Exercise brief
Find the line in the data below that contains "structure with a point in the photo below.". Return that line and all the lines after it, unchanged.

Excerpts from a dataset

-- Opening Marker --

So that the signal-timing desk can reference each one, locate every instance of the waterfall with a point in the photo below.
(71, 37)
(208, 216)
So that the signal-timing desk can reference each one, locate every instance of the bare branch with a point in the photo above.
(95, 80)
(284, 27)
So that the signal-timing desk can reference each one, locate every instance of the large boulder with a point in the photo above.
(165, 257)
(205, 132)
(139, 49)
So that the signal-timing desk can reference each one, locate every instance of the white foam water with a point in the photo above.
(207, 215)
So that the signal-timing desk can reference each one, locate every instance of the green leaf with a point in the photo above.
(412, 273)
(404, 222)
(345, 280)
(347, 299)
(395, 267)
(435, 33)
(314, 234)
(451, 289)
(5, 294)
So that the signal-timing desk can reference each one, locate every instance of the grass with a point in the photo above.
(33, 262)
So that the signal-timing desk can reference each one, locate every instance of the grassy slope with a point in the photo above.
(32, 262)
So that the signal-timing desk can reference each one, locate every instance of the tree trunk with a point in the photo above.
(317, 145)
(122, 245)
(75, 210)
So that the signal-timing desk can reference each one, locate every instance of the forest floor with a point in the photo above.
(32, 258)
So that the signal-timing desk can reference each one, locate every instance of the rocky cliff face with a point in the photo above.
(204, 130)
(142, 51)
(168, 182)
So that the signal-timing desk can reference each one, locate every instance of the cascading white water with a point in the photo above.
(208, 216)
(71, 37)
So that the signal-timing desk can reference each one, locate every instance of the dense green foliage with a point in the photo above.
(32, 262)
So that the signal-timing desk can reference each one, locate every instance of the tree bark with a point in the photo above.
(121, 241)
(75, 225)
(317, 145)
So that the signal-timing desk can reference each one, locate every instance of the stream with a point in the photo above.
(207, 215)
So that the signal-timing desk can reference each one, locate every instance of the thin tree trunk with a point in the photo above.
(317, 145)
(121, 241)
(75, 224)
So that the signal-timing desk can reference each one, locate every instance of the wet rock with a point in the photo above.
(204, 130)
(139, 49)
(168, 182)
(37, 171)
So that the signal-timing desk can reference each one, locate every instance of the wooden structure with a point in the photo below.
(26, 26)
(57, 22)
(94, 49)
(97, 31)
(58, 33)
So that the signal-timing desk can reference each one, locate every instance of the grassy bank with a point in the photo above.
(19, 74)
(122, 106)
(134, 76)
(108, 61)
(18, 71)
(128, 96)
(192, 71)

-- Closing Marker --

Task response
So that the signal-timing desk can reference each one, locate every instance of the wooden structure with a point in the photo below.
(26, 26)
(57, 22)
(94, 49)
(97, 31)
(58, 33)
So that the signal-timing desk can reference each one, locate every instance of the grassy bank with a point in the photo above.
(19, 74)
(122, 106)
(134, 76)
(108, 61)
(18, 71)
(128, 96)
(192, 71)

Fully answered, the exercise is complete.